Stored records
* BEGIN *
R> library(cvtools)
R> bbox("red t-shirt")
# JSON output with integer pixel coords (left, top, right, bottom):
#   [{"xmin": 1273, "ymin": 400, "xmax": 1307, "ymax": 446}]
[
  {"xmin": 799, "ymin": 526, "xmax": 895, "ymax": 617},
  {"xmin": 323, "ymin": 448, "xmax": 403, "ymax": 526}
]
* END *
» **What is required**: Duplicate every line of the listing above, changing nothing.

» **Response**:
R> library(cvtools)
R> bbox("red t-shirt")
# JSON output with integer pixel coords (left, top, right, bottom):
#   [{"xmin": 1273, "ymin": 400, "xmax": 1307, "ymax": 446}]
[
  {"xmin": 799, "ymin": 526, "xmax": 895, "ymax": 617},
  {"xmin": 323, "ymin": 448, "xmax": 403, "ymax": 526}
]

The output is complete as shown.